Task objective: Your task is to repeat the records exactly from the line containing "Please point out the white curtain" onward, through the final line.

Collection entries

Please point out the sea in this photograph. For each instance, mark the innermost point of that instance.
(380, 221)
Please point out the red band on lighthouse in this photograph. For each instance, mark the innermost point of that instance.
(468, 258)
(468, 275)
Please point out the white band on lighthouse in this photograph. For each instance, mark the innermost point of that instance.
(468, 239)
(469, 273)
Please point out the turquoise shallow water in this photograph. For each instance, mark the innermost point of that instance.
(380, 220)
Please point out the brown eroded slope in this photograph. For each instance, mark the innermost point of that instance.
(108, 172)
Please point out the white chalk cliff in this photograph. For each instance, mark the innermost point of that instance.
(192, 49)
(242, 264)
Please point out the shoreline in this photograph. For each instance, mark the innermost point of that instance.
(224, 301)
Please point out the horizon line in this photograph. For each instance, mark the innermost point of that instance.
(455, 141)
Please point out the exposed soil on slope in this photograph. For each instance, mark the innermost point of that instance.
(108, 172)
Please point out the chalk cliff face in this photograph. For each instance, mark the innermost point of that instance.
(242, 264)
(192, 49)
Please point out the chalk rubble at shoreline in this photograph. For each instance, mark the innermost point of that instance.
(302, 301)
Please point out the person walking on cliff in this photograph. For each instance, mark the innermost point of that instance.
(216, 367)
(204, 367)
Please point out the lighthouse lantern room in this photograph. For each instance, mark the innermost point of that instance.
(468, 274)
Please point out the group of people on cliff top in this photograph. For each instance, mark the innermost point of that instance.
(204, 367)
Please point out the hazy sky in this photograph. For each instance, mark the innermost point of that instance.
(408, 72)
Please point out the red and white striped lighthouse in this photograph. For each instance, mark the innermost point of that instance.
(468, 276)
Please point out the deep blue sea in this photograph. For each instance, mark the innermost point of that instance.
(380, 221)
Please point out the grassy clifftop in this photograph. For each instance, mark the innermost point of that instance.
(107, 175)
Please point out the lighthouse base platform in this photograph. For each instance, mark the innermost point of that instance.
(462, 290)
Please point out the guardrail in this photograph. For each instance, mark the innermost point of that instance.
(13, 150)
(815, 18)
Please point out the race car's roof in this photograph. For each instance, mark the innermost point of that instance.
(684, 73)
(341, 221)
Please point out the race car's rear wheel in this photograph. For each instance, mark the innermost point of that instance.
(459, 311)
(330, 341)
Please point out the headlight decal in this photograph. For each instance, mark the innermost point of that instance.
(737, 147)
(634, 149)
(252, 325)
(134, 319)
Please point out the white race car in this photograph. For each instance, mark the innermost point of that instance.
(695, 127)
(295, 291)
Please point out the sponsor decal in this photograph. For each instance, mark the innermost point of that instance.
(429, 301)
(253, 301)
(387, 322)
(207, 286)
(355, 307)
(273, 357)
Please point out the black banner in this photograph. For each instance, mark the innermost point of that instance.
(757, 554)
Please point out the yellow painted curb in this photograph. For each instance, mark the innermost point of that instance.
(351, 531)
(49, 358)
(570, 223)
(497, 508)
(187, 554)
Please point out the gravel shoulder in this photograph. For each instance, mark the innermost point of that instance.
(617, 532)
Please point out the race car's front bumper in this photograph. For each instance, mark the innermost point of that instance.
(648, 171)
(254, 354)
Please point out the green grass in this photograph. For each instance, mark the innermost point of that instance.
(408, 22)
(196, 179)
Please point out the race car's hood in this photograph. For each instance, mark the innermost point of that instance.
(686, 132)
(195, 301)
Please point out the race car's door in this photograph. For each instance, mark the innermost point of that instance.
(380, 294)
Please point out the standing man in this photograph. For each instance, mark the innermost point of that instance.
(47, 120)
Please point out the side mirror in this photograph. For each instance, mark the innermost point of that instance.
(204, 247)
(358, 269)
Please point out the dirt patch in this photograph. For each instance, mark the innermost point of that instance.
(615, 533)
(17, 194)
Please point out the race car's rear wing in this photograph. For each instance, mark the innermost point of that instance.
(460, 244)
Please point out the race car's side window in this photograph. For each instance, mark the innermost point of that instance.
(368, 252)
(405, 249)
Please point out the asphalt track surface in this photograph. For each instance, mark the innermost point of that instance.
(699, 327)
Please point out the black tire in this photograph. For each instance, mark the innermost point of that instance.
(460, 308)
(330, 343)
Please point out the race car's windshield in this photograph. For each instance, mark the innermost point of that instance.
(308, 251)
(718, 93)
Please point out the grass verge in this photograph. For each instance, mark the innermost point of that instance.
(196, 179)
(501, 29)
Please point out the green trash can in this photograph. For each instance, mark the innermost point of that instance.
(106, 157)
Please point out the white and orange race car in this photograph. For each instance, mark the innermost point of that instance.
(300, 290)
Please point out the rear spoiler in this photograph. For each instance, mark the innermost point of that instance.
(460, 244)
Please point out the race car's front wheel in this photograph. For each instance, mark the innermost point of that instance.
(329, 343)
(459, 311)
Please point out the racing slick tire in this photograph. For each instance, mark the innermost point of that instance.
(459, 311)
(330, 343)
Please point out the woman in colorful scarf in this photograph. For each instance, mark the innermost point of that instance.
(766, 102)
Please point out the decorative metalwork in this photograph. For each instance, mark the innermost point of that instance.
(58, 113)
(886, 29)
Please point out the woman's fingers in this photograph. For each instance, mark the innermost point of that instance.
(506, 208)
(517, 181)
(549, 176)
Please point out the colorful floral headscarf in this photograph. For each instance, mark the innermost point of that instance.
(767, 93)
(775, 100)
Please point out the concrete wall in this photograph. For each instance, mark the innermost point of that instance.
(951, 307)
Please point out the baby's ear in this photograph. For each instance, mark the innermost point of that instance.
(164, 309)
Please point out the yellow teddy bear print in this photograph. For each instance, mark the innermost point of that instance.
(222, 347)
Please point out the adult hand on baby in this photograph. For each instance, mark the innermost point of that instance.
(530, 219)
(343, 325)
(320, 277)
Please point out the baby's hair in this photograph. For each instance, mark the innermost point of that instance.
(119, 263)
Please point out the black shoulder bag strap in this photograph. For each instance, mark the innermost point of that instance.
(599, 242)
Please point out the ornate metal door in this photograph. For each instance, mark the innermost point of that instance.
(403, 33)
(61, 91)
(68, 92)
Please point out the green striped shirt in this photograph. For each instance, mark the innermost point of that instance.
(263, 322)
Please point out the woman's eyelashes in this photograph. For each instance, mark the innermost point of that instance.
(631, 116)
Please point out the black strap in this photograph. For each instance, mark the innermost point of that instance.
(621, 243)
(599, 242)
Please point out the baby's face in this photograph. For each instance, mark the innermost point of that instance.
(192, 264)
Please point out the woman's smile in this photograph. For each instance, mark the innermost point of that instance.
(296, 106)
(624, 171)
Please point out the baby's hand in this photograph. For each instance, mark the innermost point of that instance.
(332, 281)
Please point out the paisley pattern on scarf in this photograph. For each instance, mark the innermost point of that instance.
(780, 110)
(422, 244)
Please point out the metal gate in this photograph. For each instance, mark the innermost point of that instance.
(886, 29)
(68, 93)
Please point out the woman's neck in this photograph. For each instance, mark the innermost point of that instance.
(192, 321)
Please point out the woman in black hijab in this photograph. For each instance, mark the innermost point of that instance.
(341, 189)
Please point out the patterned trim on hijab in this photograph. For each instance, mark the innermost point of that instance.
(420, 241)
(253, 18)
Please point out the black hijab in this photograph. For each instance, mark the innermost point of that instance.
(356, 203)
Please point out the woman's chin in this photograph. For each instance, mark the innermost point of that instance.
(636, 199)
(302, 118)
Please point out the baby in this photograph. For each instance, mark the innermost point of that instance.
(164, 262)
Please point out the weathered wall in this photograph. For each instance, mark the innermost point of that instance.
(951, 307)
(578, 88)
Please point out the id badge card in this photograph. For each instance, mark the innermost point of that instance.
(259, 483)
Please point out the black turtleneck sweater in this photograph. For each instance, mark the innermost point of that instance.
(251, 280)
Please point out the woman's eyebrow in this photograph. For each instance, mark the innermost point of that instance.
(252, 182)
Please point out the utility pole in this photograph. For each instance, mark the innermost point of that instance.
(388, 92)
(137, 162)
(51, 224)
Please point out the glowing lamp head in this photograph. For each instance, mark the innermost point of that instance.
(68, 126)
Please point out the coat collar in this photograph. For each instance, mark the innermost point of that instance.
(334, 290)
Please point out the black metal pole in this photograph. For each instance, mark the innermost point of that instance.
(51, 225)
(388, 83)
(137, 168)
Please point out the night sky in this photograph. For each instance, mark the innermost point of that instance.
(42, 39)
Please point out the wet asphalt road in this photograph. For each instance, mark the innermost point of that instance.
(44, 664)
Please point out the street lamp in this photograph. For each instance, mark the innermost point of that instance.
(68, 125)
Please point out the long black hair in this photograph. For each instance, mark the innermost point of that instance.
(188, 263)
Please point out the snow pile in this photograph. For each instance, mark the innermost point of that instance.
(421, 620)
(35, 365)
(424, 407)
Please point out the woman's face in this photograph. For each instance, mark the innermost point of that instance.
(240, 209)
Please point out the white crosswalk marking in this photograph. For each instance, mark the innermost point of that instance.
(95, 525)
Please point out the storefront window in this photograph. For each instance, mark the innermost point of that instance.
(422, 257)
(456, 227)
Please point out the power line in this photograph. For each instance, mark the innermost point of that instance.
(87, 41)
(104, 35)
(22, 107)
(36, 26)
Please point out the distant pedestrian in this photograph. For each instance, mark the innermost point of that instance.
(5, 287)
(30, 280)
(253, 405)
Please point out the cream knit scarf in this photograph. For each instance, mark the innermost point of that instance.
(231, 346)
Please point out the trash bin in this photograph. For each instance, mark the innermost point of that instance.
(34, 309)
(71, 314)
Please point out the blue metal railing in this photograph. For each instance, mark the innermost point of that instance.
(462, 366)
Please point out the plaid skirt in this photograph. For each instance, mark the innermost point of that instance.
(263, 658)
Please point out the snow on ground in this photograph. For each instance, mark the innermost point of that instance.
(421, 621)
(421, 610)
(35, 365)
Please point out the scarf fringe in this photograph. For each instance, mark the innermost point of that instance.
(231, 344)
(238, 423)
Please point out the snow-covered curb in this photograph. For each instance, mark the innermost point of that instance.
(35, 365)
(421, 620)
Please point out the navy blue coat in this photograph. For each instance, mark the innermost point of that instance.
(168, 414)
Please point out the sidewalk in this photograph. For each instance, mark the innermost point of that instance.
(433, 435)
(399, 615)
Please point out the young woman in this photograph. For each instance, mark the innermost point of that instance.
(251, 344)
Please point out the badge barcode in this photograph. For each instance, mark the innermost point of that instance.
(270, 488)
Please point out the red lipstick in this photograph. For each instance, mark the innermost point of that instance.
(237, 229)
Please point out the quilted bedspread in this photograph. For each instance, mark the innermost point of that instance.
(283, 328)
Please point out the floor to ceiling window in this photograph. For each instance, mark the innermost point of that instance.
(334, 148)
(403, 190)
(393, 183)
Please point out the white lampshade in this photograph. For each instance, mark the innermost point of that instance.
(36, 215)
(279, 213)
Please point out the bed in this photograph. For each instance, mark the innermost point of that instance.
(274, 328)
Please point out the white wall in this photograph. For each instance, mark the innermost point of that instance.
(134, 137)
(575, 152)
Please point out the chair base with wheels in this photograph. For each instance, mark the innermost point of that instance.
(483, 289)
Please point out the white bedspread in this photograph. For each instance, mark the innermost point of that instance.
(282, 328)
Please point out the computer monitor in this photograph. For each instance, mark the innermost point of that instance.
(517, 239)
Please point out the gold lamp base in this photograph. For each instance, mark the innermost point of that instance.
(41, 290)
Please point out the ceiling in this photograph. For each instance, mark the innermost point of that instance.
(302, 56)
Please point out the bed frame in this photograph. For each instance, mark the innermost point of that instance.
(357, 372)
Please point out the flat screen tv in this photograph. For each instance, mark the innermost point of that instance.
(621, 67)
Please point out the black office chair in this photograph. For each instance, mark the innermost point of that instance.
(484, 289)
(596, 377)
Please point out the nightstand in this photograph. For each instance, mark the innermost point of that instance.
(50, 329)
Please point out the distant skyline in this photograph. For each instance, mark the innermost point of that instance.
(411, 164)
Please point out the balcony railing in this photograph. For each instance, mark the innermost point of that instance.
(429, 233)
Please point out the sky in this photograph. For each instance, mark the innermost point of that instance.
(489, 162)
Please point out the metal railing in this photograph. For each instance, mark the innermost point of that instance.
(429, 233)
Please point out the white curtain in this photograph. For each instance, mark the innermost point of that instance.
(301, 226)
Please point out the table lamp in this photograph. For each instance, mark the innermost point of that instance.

Completed task:
Please point out the white curtain in this photograph. For each instance, mark the innermost point of that instance.
(301, 226)
Please point out the table lamp in this photograph. For each instance, mark the innermost point of that instance.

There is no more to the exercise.